_Teks Halaman_
Berdasarkan data Bea Cukai Tipe Madya Sidoarjo, selama kurun waktu Desember 2022 hingga Maret 2023 terdapat 87 kali penindakan terhadap peredaran rokok ilegal di wilayah Surabaya, Sidoarjo, dan Gresik. Dari hasil penindakan itu, petugas mengagalkan peredaran rokok ilegal lebih dari 9,4 juta batang senilai hampir Rp 11 miliar.
Untuk mencegah penyalahgunaan rokok ilegal, petugas memusnahkan barang bukti dengan cara dibakar sampai tidak memiliki nilai ekonomi. Sepanjang tahun 2023, KPPBC TMP B Sidoarjo telah melaksanakan dua kali pemusnahan, yakni pada Juli 2023 dan terkini pada Jumat (11/8/2023).
”Upaya ini merupakan aksi nyata dalam menciptakan fair business treatment bagi industri rokok yang telah mematuhi segala ketentuan membayar cukai sesuai kewajibannya sehingga diharapkan tidak ada lagi rokok ilegal. Kemudian, diharapkan pasar akan diisi oleh industri rokok legal sehingga pada gilirannya akan meningkatkan penerimaan negara di bidang cukai,” ujar Kepala Kantor Bea Cukai Sidoarjo Rudy Hery Kurniawan di sela acara pemusnahan.
Adapun jumlah barang yang dimusnahkan sebanyak 794.800 batang rokok ilegal jenis SKT (sigaret kretek tangan). Total perkiraan nilai barang tersebut mencapai Rp 997.474.000 dengan nilai kerugian negara sebesar Rp 531.721.200.
Tantangannya adalah membongkar pelaku peredaran rokok ilegal terutama produsen atau pembuatnya. Sebab, setiap kali ditindak yang ditemukan hanya barangnya. Pemilik barang tidak diketahui.
Sebelumnya, jumlah barang yang dimusnahkan mencapai 8.644.960 batang dengan total perkiraan nilai sebesar Rp 9.998.842.400. Total kerugian negara akibat rokok ilegal tanpa cukai tersebut mencapai Rp 5.337.859.250.

_Cuplikan Data_
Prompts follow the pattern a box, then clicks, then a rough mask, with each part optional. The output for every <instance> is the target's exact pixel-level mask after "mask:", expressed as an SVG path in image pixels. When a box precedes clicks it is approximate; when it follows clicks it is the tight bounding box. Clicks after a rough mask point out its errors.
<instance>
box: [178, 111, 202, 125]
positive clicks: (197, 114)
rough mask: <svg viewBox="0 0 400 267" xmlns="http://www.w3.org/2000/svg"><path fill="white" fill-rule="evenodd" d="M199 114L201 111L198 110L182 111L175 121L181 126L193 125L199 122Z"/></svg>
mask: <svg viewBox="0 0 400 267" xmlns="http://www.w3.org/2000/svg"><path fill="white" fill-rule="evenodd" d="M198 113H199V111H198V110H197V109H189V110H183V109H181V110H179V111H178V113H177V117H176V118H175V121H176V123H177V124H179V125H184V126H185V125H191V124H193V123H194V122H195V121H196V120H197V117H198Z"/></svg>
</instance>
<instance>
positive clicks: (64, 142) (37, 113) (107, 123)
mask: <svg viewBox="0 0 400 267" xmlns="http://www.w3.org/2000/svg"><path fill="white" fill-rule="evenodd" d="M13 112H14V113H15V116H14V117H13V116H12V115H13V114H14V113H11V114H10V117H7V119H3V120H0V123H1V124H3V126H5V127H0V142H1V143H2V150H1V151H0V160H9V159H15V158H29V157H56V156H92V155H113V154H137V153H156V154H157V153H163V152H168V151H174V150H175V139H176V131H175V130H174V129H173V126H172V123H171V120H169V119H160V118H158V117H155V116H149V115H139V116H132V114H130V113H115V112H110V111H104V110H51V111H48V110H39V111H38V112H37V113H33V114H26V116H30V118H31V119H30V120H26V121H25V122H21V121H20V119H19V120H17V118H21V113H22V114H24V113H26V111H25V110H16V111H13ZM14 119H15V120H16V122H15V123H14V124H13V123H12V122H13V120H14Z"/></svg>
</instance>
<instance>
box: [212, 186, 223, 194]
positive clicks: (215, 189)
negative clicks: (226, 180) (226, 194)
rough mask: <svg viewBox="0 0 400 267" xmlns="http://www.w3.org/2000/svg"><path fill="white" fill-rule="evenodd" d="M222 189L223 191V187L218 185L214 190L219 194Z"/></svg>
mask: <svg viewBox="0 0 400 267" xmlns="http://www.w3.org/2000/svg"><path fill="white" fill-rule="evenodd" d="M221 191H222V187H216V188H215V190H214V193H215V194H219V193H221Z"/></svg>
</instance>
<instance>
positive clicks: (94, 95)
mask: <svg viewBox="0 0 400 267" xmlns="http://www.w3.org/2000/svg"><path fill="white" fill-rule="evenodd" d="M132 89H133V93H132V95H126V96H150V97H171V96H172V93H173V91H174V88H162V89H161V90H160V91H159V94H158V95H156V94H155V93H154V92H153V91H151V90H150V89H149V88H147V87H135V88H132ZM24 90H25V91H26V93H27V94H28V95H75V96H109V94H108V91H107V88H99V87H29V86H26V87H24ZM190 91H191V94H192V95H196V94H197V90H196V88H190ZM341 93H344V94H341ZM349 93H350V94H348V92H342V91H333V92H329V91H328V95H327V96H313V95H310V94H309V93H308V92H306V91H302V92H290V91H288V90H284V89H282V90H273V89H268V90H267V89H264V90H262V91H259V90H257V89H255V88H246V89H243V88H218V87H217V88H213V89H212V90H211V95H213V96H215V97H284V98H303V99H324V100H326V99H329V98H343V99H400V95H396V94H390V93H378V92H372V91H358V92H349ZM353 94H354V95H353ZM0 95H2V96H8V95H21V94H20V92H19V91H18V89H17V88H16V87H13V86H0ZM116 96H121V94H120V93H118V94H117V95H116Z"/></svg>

_Tugas Pengerjaan_
(a) Menurut teks tentang rokok ilegal, berapa kali penindakan terhadap peredaran rokok ilegal dilakukan di wilayah Surabaya, Sidoarjo, dan Gresik selama Desember 2022 hingga Maret 2023?
(b) Tuliskan semua jumlah uang dalam rupiah yang disebutkan dalam teks tentang rokok ilegal.
(c) Salin dengan tepat bagian teks tentang rokok ilegal yang dibuka dengan kata-kata yang memuat "Untuk mencegah penyalahgunaan" dan diakhiri dengan "sela acara pemusnahan.".

_Jawaban Soal_
(a) 87 kali.

(b)
- hampir Rp 11 miliar
- Rp 997.474.000
- Rp 531.721.200
- Rp 9.998.842.400
- Rp 5.337.859.250

(c)
Untuk mencegah penyalahgunaan rokok ilegal, petugas memusnahkan barang bukti dengan cara dibakar sampai tidak memiliki nilai ekonomi. Sepanjang tahun 2023, KPPBC TMP B Sidoarjo telah melaksanakan dua kali pemusnahan, yakni pada Juli 2023 dan terkini pada Jumat (11/8/2023).
”Upaya ini merupakan aksi nyata dalam menciptakan fair business treatment bagi industri rokok yang telah mematuhi segala ketentuan membayar cukai sesuai kewajibannya sehingga diharapkan tidak ada lagi rokok ilegal. Kemudian, diharapkan pasar akan diisi oleh industri rokok legal sehingga pada gilirannya akan meningkatkan penerimaan negara di bidang cukai,” ujar Kepala Kantor Bea Cukai Sidoarjo Rudy Hery Kurniawan di sela acara pemusnahan.